» **REQUIRED WORK**
Return every line below that contains the word "small", treating uppercase and lowercase as distinct.

[start MATERIALS PROVIDED]

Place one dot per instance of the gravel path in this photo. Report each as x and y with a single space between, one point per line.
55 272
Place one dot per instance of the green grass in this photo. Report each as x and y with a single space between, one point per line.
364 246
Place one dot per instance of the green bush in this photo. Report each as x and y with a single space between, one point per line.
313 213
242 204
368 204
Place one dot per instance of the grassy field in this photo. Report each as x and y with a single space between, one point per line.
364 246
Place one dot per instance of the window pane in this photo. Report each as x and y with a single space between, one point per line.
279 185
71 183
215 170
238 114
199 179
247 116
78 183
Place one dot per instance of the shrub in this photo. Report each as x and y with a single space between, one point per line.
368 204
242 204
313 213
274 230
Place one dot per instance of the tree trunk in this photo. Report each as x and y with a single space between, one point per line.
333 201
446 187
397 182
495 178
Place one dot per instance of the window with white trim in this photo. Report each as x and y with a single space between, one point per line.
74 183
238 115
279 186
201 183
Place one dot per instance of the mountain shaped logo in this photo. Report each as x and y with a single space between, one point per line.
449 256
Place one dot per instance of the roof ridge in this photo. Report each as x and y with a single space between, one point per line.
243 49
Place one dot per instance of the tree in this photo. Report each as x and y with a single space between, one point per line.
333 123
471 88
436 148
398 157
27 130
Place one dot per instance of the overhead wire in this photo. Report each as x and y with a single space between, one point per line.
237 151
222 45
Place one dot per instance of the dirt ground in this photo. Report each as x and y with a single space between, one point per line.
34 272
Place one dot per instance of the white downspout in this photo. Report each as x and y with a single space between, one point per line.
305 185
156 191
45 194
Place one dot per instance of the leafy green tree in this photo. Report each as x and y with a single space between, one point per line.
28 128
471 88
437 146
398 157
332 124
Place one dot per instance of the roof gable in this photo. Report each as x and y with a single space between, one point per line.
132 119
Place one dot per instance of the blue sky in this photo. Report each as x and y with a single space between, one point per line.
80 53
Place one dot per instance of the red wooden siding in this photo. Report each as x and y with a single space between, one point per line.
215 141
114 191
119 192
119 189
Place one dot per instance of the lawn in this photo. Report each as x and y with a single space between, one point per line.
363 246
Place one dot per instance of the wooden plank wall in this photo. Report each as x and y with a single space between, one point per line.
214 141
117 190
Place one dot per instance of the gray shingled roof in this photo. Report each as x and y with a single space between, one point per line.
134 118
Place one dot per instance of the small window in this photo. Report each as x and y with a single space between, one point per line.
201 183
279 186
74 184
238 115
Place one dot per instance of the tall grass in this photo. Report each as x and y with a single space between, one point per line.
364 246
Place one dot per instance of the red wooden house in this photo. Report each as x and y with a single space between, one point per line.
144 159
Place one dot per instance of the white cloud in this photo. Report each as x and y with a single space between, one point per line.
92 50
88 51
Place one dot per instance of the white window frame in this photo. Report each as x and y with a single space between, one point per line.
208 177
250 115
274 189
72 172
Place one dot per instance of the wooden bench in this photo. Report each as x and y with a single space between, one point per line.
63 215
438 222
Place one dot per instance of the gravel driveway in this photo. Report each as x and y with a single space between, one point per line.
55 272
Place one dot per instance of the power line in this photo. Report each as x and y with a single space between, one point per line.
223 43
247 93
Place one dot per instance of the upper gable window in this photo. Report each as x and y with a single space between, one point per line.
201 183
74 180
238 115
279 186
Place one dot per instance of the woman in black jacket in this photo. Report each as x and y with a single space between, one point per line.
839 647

[end MATERIALS PROVIDED]
[start MATERIALS PROVIDED]

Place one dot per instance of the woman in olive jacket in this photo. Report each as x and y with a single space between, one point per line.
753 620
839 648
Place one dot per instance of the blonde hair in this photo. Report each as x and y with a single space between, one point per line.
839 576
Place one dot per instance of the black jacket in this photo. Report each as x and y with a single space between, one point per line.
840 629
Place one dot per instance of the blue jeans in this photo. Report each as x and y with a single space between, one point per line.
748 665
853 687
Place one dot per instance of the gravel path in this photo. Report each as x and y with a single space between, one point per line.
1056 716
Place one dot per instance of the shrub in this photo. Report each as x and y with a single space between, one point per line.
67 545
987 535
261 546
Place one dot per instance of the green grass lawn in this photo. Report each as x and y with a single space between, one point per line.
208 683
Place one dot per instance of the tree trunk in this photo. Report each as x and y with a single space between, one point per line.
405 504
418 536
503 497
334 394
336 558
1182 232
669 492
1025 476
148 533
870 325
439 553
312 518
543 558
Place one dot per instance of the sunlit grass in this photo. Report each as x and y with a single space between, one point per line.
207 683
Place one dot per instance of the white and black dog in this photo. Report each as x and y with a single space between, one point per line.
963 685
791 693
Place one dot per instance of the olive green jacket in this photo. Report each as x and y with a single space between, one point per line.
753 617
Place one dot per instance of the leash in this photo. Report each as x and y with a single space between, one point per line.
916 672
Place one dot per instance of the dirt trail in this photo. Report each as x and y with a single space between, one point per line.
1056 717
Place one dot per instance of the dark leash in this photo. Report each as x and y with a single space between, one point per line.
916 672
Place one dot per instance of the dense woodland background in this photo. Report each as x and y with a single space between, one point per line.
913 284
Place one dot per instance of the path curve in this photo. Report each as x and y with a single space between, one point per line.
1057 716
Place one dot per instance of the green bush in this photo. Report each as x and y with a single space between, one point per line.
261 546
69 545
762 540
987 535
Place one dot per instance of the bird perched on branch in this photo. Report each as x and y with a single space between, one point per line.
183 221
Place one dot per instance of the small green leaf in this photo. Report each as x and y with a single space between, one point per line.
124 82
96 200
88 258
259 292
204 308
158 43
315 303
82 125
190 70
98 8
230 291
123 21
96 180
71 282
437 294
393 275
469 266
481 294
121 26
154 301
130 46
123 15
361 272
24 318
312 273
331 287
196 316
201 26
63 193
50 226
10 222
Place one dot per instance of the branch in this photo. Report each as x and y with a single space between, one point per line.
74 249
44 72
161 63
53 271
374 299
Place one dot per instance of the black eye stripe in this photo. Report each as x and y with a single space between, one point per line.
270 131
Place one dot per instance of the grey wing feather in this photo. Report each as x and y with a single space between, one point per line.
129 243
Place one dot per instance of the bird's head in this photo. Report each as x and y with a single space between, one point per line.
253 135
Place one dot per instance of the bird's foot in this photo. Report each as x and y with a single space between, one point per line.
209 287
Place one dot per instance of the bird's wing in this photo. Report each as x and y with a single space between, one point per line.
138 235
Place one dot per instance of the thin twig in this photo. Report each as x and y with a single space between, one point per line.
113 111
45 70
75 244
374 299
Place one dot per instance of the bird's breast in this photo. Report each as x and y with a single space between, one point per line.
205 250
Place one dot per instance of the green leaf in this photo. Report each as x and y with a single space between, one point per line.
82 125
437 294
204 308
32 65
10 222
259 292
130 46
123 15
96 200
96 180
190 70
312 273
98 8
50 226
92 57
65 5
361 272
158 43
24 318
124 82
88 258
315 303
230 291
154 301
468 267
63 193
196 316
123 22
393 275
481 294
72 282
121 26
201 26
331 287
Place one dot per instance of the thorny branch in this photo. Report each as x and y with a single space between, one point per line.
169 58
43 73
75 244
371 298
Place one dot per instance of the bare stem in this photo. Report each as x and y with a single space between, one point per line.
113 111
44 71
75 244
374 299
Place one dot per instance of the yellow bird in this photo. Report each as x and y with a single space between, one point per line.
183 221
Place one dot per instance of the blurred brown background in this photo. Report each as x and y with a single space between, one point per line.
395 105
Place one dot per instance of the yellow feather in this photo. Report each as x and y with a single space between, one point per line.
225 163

[end MATERIALS PROVIDED]
[start MATERIALS PROVIDED]

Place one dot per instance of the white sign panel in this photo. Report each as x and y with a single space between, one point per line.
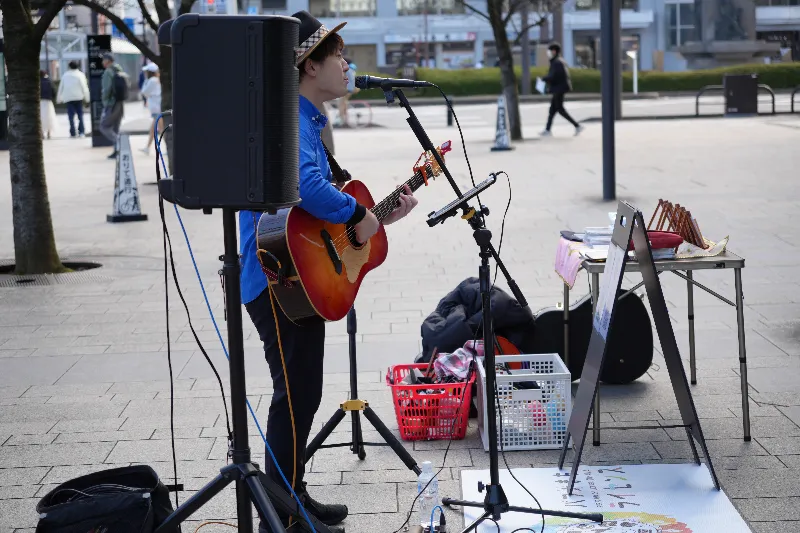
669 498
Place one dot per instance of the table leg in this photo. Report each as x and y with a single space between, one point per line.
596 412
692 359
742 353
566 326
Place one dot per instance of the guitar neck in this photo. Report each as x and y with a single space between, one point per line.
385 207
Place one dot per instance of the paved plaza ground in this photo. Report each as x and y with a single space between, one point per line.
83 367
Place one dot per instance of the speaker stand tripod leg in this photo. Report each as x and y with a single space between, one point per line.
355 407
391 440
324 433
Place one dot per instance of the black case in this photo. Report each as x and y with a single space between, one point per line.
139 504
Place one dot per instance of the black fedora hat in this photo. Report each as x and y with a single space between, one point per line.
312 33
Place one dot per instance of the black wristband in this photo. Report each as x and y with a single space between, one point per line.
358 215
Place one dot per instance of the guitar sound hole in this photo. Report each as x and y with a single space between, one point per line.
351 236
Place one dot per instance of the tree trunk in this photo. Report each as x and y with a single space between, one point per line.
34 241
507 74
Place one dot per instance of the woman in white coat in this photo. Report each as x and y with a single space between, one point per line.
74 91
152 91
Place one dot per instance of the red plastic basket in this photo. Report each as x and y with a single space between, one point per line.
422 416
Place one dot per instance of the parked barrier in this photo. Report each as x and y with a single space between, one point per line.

[end MATERIALS PROVIDED]

» **REPLY**
Place one dot per instance of the small window in this photo. Report each as x and y with a single space between, one point per line.
Place one dot per instance of the small green leaf in this photo. Report each as x and y with a single space between, one point per line.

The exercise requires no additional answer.